WRITTEN PROBLEM A. Please summarize the forum thread on Gentoo drive speeds in two sentences.
WRITTEN PROBLEM B. Write the next reply in the forum thread on Gentoo drive speeds, picking up after its final post.

SUPPLIED TEXT.
-.-.-

I take it this is a seperate problem with eth0  :Sad:   (eth0 is connected to an adsl router, if that makes any difference)

I'm not sure why hdd is only at udma2. It has a new 80 wire cable, but it seems to be stuck at udma2. 

If i put the jumpers to master and slave instead of cable select, will they still work at the same speed, or will they both revert to udma2?

 *Quote:*   

> I think the speed diff he was refering to was the diff between Gentoo and SUSE on hdb , not the diff between the drives which are physically very different.

 

Yes thats right. I was about to move gentoo to hdb to get the extra speed, when i noticed that the drives were faster in suse. Although if anyone can get hdd running faster please feel free, as theoretically it should be about the same speed as hdb  :Wink: 

Richard

----------

## huw

the IP stuff in dmesg is logging from iptables, it's not a problem with your ethernet card.

----------

## Wabkebab

I have the same problem with the CDROMS, between gentoo and mandrake 9.2. On gentoo the performance is quite poor, and in the other hand, on mandrake it's excelent!

-.-.-

INFORMATION GIVEN.
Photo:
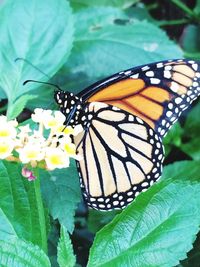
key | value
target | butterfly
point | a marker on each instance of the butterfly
(125, 118)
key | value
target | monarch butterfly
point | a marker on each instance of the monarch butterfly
(125, 117)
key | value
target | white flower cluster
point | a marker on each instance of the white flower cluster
(48, 146)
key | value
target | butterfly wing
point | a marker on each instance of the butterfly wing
(121, 156)
(157, 93)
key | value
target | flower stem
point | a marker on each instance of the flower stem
(41, 213)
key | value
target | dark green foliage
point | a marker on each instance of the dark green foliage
(74, 43)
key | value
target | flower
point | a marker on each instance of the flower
(48, 145)
(6, 148)
(40, 115)
(56, 158)
(7, 128)
(28, 174)
(31, 152)
(55, 121)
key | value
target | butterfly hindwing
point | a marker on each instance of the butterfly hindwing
(121, 156)
(157, 93)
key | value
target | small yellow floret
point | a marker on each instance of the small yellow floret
(6, 148)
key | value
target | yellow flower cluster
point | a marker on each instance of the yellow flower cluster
(48, 146)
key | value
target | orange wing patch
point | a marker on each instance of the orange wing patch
(118, 90)
(132, 96)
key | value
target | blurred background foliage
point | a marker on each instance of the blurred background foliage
(73, 44)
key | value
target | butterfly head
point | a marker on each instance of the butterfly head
(70, 105)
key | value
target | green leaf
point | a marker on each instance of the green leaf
(6, 229)
(77, 4)
(22, 36)
(193, 258)
(192, 148)
(180, 169)
(103, 47)
(192, 124)
(98, 219)
(173, 138)
(61, 192)
(18, 202)
(157, 229)
(19, 105)
(66, 256)
(190, 39)
(19, 253)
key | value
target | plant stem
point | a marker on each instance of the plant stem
(192, 55)
(41, 213)
(163, 23)
(182, 6)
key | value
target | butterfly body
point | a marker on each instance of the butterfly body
(125, 118)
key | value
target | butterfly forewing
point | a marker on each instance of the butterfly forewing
(157, 93)
(124, 118)
(121, 156)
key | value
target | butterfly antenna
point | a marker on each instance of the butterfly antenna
(33, 81)
(28, 62)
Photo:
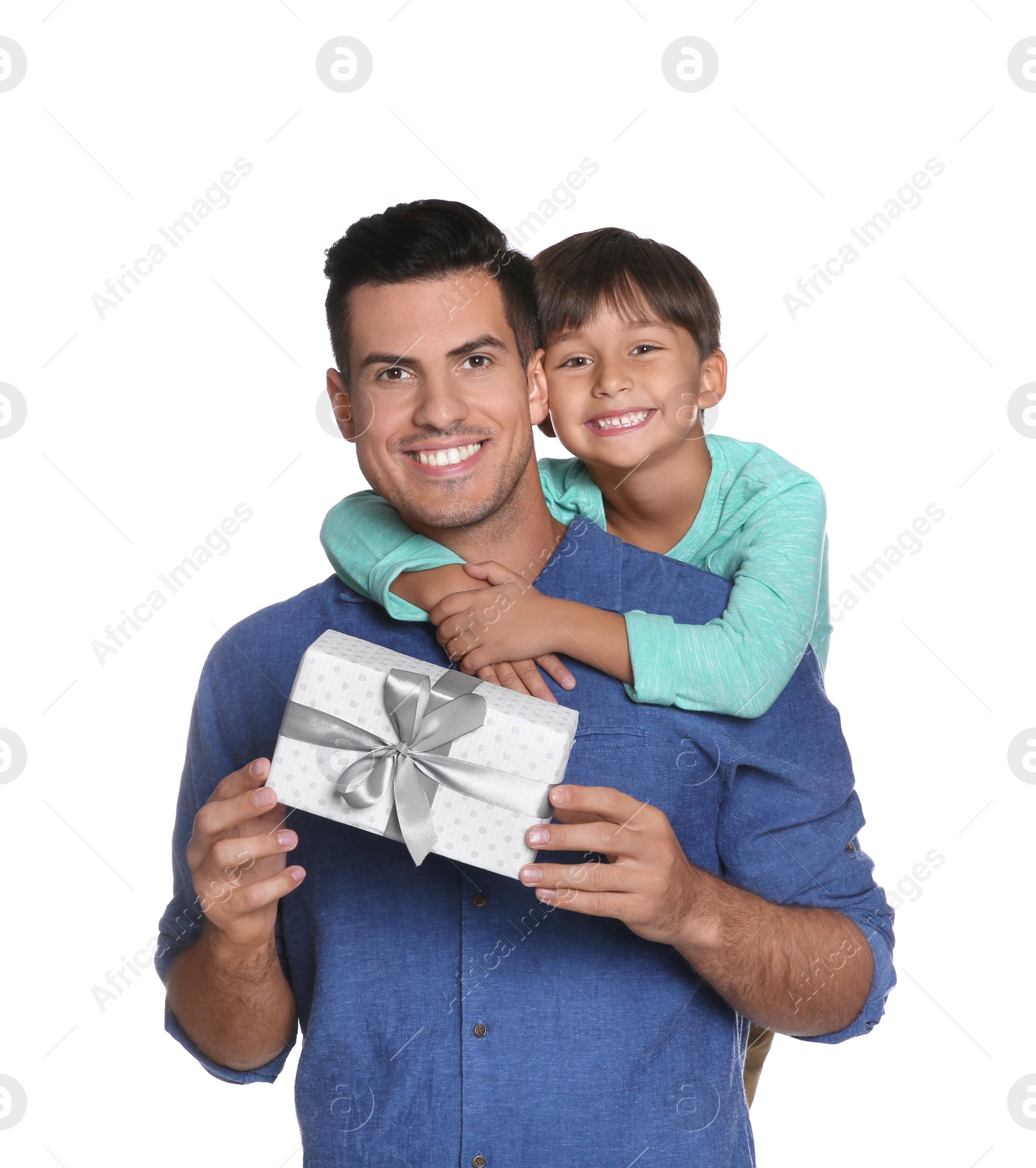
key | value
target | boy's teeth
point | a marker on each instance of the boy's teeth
(449, 457)
(626, 420)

-.-.-

OUTPUT A. Richard reports that his hdd drive is stuck at udma2 despite a new 80-wire cable and asks whether setting the jumpers to master and slave instead of cable select would keep both drives at the same speed. He confirms that the speed difference in question was between Gentoo and SUSE on hdb; huw explains that the IP entries in dmesg come from iptables logging rather than an ethernet card fault, and Wabkebab reports the same poor CDROM performance on Gentoo compared with Mandrake 9.2.

OUTPUT B.
Initially when I did hdparm /dev/hda (My 16x DVD / 48x CDROM) I get the astoning 615 kB/s transfer rate, and playing with hdparm(seting up udma2 and PI0 mode 4, the settings supported by the motherboard and the drive) I reached to 1.30 Mb/s.

Note: My HD has a 38 Mb/s transfer rate.

Any ideas?   :Rolling Eyes: 

----------

## murphydog

Does anyone have any more ideas? 

Are there any configeration files I can copy over from suse to gentoo, or is there any way of telling if its a kernel thing or some other problem. Does suse have some magic kernel patch that makes hard disks faster  :Shocked:  ?

Regards,

Richard

----------

## Rainmaker

try hdparm -d 1 -A 1 -m 16 -u 1 -a 64 /dev/hdb

these are "Safe performance-enhancing options"

Try looking at man hdparm for tweaking the settings a bit for your drive

----------

## molander

I may be missing something here.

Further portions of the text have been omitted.